▶ **Exercise aim**: Each line below must be transcribed with no word changed.

▶ **Given records**:
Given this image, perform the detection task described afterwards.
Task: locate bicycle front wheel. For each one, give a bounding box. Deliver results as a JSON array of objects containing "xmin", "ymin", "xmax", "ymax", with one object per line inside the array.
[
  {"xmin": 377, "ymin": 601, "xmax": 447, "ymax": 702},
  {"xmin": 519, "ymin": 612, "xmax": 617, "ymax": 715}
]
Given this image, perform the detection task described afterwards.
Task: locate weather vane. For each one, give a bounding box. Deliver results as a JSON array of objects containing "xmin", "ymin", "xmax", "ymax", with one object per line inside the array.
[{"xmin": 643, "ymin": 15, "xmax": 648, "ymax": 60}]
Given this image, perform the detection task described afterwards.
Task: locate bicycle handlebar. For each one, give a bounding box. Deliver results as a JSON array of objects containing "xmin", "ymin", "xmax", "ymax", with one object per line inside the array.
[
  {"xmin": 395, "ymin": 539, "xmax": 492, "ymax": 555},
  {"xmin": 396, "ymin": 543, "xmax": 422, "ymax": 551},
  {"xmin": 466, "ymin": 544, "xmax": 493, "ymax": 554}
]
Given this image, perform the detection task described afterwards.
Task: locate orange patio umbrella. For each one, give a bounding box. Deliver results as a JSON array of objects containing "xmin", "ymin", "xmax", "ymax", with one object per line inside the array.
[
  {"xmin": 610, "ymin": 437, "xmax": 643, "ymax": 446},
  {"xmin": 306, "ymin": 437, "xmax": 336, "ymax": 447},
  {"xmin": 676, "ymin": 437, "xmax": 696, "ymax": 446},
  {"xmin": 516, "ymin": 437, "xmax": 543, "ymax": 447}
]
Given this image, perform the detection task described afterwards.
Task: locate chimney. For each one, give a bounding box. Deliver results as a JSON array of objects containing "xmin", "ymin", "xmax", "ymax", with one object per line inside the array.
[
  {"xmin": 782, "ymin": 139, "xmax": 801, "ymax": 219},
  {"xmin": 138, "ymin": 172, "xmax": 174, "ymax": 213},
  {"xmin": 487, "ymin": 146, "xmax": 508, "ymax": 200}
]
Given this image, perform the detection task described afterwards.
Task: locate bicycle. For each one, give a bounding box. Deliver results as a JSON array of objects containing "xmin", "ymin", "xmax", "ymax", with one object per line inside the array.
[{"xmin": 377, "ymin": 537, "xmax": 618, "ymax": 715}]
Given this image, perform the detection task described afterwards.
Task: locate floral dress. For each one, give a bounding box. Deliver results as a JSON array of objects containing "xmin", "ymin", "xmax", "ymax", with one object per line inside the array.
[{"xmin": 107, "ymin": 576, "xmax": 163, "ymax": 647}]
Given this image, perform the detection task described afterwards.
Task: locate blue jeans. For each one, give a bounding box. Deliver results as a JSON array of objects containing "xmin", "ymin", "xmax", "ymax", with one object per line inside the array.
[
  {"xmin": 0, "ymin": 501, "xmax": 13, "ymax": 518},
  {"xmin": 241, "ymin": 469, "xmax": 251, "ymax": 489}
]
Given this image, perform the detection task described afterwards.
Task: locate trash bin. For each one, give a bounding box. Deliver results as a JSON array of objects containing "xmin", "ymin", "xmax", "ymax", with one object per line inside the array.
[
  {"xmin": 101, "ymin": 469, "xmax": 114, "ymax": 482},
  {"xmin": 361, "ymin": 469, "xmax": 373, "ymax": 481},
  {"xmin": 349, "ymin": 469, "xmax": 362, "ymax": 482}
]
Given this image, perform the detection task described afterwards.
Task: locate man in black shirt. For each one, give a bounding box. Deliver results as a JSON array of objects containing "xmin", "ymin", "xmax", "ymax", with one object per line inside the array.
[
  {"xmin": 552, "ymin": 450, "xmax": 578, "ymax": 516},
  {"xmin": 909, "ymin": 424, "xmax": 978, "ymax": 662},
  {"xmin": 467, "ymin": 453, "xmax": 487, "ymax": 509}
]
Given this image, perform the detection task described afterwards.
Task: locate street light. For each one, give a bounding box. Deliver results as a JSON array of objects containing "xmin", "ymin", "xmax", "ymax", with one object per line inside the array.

▶ **Response area**:
Given this image, perform the detection task described afterwards.
Task: locate bicycle front wheel. For each one, give a bounding box. Deliver results as a JSON array of objects containing "xmin", "ymin", "xmax", "ymax", with one object per line inside the array.
[
  {"xmin": 377, "ymin": 601, "xmax": 447, "ymax": 702},
  {"xmin": 519, "ymin": 612, "xmax": 617, "ymax": 715}
]
Given this image, perform the detection task described afterwards.
Task: locate weather vane. For each one, give a bounding box. Deliver results as a JSON array of objects containing "xmin", "ymin", "xmax", "ymax", with one object per line inside the array.
[{"xmin": 643, "ymin": 15, "xmax": 648, "ymax": 60}]
Given this image, perform the detection task described afterwards.
Task: locate bicycle handlebar. For each one, give a bounding box. Deliver results as a JSON array of objects containing "xmin", "ymin", "xmax", "ymax", with one object per line inside the array.
[
  {"xmin": 395, "ymin": 539, "xmax": 492, "ymax": 555},
  {"xmin": 396, "ymin": 543, "xmax": 422, "ymax": 551},
  {"xmin": 466, "ymin": 544, "xmax": 493, "ymax": 554}
]
Given this image, perform the detection task described afterwards.
Task: locate orange patio umbrella. For each one, give a bounding box. Deliver results as a JSON array of objects containing "xmin", "ymin", "xmax", "ymax", with one object per line inside the array.
[
  {"xmin": 610, "ymin": 437, "xmax": 643, "ymax": 446},
  {"xmin": 306, "ymin": 437, "xmax": 336, "ymax": 447},
  {"xmin": 676, "ymin": 437, "xmax": 696, "ymax": 446},
  {"xmin": 516, "ymin": 437, "xmax": 543, "ymax": 447}
]
Given this image, perform the detection task described afterwards.
Task: locate chimney. For each one, give a bounding box. Deliver results as a JSON array of objects containing "xmin", "ymin", "xmax", "ymax", with one object per line inside the array.
[
  {"xmin": 782, "ymin": 139, "xmax": 801, "ymax": 219},
  {"xmin": 138, "ymin": 172, "xmax": 174, "ymax": 213},
  {"xmin": 487, "ymin": 146, "xmax": 508, "ymax": 200}
]
Given this image, perform the detection task described afterwards.
Task: locate bicycle. For each one, give a bounding box. Deliver results as a JSON array of objects containing "xmin", "ymin", "xmax", "ymax", with one object per line inside the array.
[{"xmin": 377, "ymin": 537, "xmax": 618, "ymax": 715}]
Given this image, perform the detection task described afterwards.
Task: locate floral dress. For each one, give a bounding box. Deliver results as a JSON array of objects containing "xmin", "ymin", "xmax", "ymax", with one object per line inside the array.
[{"xmin": 107, "ymin": 576, "xmax": 163, "ymax": 647}]
Given this image, perform the detection task described afterwards.
Task: locate blue jeans. For each one, give a bounding box. Deliver results as a JSON array of objects containing "xmin", "ymin", "xmax", "ymax", with one object per line inside the array.
[
  {"xmin": 0, "ymin": 501, "xmax": 13, "ymax": 518},
  {"xmin": 241, "ymin": 469, "xmax": 251, "ymax": 489}
]
Given this image, perform the detection task described afterwards.
Task: locate trash bin. For each one, give a bounding box. Deliver results as a JSON array of objects containing "xmin", "ymin", "xmax", "ymax", with one object per line inside the array.
[
  {"xmin": 101, "ymin": 469, "xmax": 114, "ymax": 482},
  {"xmin": 361, "ymin": 469, "xmax": 373, "ymax": 481},
  {"xmin": 349, "ymin": 469, "xmax": 362, "ymax": 482}
]
Given this image, perform the detection task described afterwards.
Task: locate man in black shirt. For each one, give a bounding box. Deliver results as a JSON array of objects containing "xmin", "ymin", "xmax", "ymax", with one object per line inside the array.
[
  {"xmin": 552, "ymin": 450, "xmax": 578, "ymax": 516},
  {"xmin": 909, "ymin": 424, "xmax": 978, "ymax": 662},
  {"xmin": 467, "ymin": 453, "xmax": 487, "ymax": 509}
]
Given this image, perform the detection task described afterwards.
Task: locate street light. For each one, give a bounding box. Deliver results as a JSON array of objects containing "xmin", "ymin", "xmax", "ymax", with one object per line inside the array.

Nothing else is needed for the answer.